#### Work instruction
In the listing below, locate the lines that hold "white" and copy them.

#### Information shown
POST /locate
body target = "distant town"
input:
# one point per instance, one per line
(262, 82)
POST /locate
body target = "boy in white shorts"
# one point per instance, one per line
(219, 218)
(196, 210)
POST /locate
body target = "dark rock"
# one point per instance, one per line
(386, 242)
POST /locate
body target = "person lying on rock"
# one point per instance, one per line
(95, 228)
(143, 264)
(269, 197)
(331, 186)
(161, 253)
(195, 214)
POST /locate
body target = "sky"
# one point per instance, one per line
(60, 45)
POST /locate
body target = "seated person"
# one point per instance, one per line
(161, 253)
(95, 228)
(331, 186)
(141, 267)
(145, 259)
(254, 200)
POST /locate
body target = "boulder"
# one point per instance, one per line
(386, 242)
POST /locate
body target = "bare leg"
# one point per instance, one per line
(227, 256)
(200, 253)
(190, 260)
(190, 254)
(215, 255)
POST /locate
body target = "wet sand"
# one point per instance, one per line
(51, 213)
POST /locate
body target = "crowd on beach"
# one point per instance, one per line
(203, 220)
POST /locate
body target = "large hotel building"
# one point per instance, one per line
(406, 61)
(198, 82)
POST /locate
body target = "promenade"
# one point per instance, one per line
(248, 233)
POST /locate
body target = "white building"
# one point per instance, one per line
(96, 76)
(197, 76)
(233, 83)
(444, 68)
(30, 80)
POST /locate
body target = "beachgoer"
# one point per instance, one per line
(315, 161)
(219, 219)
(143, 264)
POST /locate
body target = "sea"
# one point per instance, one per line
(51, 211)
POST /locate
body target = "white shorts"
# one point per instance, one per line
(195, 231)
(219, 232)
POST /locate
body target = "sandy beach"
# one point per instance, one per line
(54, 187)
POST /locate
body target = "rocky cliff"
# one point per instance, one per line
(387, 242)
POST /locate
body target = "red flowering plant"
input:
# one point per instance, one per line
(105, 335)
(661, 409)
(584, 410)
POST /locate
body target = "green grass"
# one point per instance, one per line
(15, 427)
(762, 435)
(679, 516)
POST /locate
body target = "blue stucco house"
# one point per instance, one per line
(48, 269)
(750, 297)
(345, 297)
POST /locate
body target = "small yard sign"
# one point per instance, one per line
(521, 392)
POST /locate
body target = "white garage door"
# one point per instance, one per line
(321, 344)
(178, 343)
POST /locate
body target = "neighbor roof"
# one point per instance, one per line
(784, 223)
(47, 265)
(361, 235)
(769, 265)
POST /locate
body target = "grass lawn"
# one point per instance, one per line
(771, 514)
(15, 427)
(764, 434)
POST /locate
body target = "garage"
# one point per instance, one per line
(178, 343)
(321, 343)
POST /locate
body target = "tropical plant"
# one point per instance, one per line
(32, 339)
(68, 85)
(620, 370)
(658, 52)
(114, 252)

#### Output for this task
body target = "boy in white shorts"
body target = "white building"
body target = "white shorts"
body target = "white garage door"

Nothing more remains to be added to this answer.